- **INFORMATION SHOWN**:
%%
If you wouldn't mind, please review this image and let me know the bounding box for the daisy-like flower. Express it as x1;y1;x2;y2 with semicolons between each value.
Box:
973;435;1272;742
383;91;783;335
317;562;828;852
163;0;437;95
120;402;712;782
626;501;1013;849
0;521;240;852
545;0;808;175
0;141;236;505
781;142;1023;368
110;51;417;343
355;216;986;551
%%
Return every line of the records above verbatim, with no changes.

- **FINISHED TASK**:
If you wouldn't mind, please review this image and let me know the bounding box for the daisy-like flower. Express it as x1;y1;x2;y2 with semicolons between each value.
Box:
973;435;1272;742
383;91;783;335
317;562;828;852
163;0;437;95
120;402;712;782
626;501;1013;849
0;521;240;852
545;0;808;175
0;141;236;505
781;142;1023;368
110;51;417;343
355;216;986;551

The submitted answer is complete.